## GOAL:
Extract the final stretch of the data: the line that contains "find entrance doorway" and every line after it, unaltered, and no other lines.

## DATA SHOWN:
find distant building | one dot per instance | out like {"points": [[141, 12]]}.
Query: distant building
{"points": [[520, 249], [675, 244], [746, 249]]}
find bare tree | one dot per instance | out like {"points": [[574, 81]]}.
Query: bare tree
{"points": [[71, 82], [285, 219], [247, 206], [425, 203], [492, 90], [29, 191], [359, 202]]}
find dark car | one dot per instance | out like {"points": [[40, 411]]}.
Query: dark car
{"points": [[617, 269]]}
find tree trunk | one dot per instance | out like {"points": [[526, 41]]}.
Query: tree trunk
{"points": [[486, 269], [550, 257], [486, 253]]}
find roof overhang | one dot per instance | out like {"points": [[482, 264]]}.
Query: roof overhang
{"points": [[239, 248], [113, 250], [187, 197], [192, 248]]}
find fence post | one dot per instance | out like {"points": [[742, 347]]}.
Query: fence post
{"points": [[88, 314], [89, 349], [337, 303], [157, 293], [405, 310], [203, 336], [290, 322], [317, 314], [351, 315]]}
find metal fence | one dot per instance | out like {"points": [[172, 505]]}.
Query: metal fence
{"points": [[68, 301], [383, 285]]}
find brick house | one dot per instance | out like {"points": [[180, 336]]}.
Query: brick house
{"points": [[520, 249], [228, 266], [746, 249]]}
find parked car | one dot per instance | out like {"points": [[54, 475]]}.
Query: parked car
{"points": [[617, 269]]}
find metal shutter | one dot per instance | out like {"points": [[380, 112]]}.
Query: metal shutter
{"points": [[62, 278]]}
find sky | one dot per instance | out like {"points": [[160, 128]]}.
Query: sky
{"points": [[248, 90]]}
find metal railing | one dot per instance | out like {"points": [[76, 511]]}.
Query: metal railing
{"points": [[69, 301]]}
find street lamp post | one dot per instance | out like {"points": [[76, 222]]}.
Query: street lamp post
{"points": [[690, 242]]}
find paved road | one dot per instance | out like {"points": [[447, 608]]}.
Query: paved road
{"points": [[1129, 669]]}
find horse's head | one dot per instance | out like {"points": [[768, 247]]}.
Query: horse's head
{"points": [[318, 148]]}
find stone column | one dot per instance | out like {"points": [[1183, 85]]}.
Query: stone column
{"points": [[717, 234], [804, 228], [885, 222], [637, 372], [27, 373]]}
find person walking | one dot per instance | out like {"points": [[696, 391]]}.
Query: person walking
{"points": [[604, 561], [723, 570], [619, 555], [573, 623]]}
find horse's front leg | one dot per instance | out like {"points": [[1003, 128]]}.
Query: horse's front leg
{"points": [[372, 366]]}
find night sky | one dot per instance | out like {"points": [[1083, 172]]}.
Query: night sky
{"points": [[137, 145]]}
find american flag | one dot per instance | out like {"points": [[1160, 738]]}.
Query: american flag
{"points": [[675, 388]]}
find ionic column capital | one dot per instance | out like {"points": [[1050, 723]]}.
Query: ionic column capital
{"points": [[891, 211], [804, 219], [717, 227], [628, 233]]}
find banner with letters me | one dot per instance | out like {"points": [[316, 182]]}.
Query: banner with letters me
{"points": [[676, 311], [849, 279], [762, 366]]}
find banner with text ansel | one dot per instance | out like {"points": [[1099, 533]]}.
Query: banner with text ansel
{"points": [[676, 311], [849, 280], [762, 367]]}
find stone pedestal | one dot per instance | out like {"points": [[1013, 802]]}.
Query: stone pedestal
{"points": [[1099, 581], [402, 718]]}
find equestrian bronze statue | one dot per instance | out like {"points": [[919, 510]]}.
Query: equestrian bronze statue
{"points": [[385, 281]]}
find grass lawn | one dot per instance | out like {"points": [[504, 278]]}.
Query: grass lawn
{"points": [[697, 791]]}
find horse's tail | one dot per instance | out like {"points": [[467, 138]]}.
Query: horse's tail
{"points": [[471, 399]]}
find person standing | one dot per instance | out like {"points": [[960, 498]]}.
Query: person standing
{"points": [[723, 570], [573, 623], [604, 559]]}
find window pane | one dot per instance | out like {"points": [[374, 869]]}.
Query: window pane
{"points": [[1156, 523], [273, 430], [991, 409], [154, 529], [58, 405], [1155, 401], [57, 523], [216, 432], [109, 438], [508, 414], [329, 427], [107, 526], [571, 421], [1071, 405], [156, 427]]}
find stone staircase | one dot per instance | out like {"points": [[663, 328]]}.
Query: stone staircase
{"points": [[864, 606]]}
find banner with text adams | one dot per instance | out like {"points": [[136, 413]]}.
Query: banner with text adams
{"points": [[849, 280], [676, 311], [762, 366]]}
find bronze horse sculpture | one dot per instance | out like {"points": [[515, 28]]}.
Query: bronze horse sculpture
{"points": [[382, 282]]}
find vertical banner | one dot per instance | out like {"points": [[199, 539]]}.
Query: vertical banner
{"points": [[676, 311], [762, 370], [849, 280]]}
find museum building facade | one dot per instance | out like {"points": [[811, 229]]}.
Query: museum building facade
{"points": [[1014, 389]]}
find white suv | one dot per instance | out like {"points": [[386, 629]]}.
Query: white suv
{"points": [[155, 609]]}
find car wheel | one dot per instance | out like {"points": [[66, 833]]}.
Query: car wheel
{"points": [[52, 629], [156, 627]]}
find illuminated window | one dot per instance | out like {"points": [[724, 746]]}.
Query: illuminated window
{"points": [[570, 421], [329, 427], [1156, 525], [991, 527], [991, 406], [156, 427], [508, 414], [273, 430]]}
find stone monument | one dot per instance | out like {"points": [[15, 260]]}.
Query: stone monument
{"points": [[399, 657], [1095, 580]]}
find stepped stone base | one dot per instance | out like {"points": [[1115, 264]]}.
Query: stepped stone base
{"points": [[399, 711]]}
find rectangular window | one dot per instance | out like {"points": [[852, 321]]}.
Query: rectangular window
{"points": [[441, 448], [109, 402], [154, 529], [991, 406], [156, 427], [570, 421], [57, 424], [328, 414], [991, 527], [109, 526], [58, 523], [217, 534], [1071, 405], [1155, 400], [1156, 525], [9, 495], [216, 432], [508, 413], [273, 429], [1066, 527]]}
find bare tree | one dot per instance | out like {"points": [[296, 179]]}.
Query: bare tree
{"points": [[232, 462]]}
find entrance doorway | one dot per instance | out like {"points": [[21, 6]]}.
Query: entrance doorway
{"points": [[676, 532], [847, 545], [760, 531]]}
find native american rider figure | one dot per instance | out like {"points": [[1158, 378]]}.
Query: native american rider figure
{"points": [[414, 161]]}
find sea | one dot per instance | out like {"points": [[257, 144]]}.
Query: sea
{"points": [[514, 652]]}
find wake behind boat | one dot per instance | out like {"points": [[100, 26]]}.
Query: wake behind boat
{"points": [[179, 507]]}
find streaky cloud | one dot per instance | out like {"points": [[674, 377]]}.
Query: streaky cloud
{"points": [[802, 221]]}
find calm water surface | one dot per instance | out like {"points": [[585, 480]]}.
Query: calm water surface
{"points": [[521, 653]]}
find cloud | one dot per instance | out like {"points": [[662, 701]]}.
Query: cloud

## TASK RESPONSE:
find entrance doorway | one dot per instance | out like {"points": [[21, 6]]}.
Query: entrance doorway
{"points": [[676, 532], [847, 545], [760, 531]]}
find native american rider figure | one dot per instance | out like {"points": [[1158, 378]]}.
Query: native american rider figure
{"points": [[414, 161]]}
find sea | one dot per instance | out like {"points": [[257, 144]]}.
Query: sea
{"points": [[514, 652]]}
find wake behind boat | one dot per instance | out like {"points": [[100, 26]]}.
Query: wake behind boat
{"points": [[179, 507]]}
find streaky cloud | one dot per instance | out like {"points": [[674, 377]]}.
Query: streaky cloud
{"points": [[802, 221]]}
find calm water surface | one dot per instance | out like {"points": [[585, 480]]}.
Query: calm water surface
{"points": [[521, 653]]}
find cloud | one dot per instance | out like {"points": [[662, 701]]}.
Query: cloud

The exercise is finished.